++++ Texto de origem
IVES GANDRA MARTINS Votada em julho último, a lei federal 10.257, conhecida como Estatuto da Cidade, regulamenta os artigos 182 e 183 da Constituição, que estabelecem as diretrizes gerais da política urbana, um tema tão complexo e importante que a prefeita de São Paulo instituiu uma comissão de juristas para assessorá-la. Para analisar o Estatuto da Cidade, convidamos o professor Américo Lacombe, que refletirá sobre alguns pontos da nova legislação e examinará sua constitucionalidade.
AMÉRICO LACOMBE Sempre se disse que no Brasil há
leis que pegam e leis que não pegam. Agora temos um outro tipo de lei: as que são feitas
propositadamente para não ser adotadas. Esta é uma delas. Vejamos por quê. Desde a
Constituição de 1988, os municípios estão expressamente mencionados como integrantes
da federação. É certo que essa integração é tecnicamente incorreta, porque a
federação significa união de estados; a articulação do município é feita com o
estado e não diretamente com a União. Antigamente, a lei orgânica dos municípios era
votada pelos estados. Hoje, cada Câmara Municipal vota sua lei orgânica, o que ampliou
muito a autonomia do município.
De acordo com o artigo 1º, a autonomia do município não pode ser diminuída por nenhuma
emenda, por duas razões: a cláusula pétrea da federação, que não pode ser tocada, e
o princípio do não-retrocesso social, que proíbe qualquer involução reacionária. No
momento atual, a descentralização é uma evolução, ao passo que o centralismo seria
uma involução.
Segundo o artigo 30, tudo o que for de interesse local é de competência do município
a União não pode se intrometer. O item 8º afirma que o planejamento e controle
de uso, do parcelamento e da ocupação do solo são de ordem municipal. Fica explícito
no artigo quando há qualquer referência à lei federal: "É facultado ao poder
público municipal, mediante lei específica para área incluída no plano diretor,
exigir, nos termos da lei federal, do proprietário do solo urbano não edificado,
subutilizado ou não utilizado, que promova seu adequado aproveitamento".
É fácil concluir que a lei federal só poderá traçar diretrizes genéricas, que
regulem as condições do aproveitamento do solo urbano. Por quê? Por ser uma ressalva à
autonomia municipal. Além disso, o instrumento básico da política de desenvolvimento e
expansão urbana é o plano diretor, aprovado pelas câmaras municipais. Assim sendo, o
município deverá fixar em lei as diretrizes gerais com o fim de ordenar o pleno
desenvolvimento das funções sociais da cidade, bem como elaborar o plano diretor da
política de desenvolvimento e expansão urbana.
Parece-me que há uma única razão para que o parágrafo 4º do artigo 182 se refira à
lei federal: impedir que a lei municipal crie limitações ao direito de propriedade,
extrapolando o razoável exercício do poder de polícia. Como apenas a União pode
legislar sobre direito civil, só ela pode limitar o direito de propriedade, dentro dos
parâmetros constitucionais. Não pode haver perda da propriedade sem o devido processo
legal. O município só legisla em matéria de direito administrativo só pode
fixar o gabarito das ruas, traçar o plano da cidade, decidir a mão de direção de
trânsito, os locais de praça pública.
++++++++
• Tarefas propostas
1 > Responda com base no texto sobre o Estatuto da Cidade:
(a) Qual é o número da lei federal conhecida como Estatuto da Cidade?
(b) Desde qual Constituição os municípios aparecem expressamente como integrantes da federação?
(c) Qual é o instrumento básico da política de desenvolvimento e expansão urbana?
2 > Transcreva do texto sobre o Estatuto da Cidade o trecho entre "IVES GANDRA MARTINS" e "examinará sua constitucionalidade.", incluindo esses dois pontos.
++++ Dados fornecidos
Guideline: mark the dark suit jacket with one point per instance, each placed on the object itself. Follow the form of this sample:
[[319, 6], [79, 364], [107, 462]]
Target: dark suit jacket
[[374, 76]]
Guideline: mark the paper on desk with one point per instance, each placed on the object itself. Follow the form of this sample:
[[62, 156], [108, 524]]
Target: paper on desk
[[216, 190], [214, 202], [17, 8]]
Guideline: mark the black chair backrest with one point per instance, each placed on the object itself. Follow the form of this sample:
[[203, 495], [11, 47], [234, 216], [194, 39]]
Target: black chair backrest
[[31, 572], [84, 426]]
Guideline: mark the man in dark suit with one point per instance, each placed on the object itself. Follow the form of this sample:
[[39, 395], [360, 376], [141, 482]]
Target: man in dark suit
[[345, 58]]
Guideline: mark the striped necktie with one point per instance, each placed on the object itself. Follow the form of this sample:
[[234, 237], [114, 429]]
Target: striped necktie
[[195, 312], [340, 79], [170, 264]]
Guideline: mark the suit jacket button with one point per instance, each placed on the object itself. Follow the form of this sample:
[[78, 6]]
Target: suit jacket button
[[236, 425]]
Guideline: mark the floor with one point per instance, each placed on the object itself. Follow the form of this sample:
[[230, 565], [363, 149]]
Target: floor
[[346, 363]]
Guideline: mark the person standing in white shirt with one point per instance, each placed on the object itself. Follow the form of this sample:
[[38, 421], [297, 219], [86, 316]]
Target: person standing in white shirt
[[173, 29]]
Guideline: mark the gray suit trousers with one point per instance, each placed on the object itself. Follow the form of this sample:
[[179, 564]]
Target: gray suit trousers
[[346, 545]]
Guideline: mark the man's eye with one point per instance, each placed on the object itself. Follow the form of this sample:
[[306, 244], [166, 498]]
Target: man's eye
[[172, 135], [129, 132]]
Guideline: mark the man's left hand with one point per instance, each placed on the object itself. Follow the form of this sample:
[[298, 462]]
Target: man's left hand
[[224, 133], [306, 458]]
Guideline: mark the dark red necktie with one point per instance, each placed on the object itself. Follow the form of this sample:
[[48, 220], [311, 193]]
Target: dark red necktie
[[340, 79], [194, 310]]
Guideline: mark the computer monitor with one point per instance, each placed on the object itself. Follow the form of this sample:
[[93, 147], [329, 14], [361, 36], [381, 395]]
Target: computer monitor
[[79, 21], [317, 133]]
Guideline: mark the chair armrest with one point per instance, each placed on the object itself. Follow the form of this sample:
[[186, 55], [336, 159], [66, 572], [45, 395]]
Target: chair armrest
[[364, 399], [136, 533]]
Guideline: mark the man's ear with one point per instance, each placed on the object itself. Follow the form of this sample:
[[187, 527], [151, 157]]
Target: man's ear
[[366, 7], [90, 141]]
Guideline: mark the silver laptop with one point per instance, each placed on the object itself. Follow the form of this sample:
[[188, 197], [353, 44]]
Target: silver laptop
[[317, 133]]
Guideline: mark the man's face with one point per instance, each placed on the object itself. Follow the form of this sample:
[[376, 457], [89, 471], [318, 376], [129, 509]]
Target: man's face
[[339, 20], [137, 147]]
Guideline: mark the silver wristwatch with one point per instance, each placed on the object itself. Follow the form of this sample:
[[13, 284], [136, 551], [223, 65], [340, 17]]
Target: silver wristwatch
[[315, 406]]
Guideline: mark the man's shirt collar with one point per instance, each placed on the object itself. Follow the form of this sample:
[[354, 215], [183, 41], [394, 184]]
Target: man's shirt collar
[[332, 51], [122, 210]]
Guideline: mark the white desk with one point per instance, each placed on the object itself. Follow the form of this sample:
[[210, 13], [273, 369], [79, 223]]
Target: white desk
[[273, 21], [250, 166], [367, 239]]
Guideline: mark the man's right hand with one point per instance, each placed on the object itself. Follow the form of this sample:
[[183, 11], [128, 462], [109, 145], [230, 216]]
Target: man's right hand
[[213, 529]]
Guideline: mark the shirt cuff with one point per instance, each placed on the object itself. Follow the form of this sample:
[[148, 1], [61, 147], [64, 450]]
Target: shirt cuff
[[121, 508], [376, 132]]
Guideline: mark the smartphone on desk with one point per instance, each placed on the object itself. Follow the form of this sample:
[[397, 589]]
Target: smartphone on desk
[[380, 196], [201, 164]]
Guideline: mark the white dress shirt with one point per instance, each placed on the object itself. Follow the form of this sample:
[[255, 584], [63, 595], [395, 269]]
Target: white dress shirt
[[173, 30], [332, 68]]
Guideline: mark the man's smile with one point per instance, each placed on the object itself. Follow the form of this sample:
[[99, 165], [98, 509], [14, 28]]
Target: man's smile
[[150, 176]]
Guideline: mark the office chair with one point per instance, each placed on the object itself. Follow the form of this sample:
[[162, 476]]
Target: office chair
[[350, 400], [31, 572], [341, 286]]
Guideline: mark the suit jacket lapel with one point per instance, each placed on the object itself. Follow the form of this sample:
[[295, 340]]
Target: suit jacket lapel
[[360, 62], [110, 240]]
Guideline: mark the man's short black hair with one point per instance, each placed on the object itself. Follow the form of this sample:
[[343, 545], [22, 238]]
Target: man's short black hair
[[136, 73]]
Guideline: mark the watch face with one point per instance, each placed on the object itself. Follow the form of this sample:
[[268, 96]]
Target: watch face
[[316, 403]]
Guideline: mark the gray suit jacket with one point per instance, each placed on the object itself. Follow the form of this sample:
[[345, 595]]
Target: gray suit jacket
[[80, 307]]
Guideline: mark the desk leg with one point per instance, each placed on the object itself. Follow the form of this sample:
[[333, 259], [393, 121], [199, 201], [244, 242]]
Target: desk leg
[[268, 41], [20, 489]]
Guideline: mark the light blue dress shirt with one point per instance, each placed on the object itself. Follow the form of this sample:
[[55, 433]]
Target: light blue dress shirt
++++++++
• Respostas do exercício
1 >
(a) Lei federal 10.257.
(b) Desde a Constituição de 1988.
(c) O plano diretor, aprovado pelas câmaras municipais.

2 >
IVES GANDRA MARTINS Votada em julho último, a lei federal 10.257, conhecida como Estatuto da Cidade, regulamenta os artigos 182 e 183 da Constituição, que estabelecem as diretrizes gerais da política urbana, um tema tão complexo e importante que a prefeita de São Paulo instituiu uma comissão de juristas para assessorá-la. Para analisar o Estatuto da Cidade, convidamos o professor Américo Lacombe, que refletirá sobre alguns pontos da nova legislação e examinará sua constitucionalidade.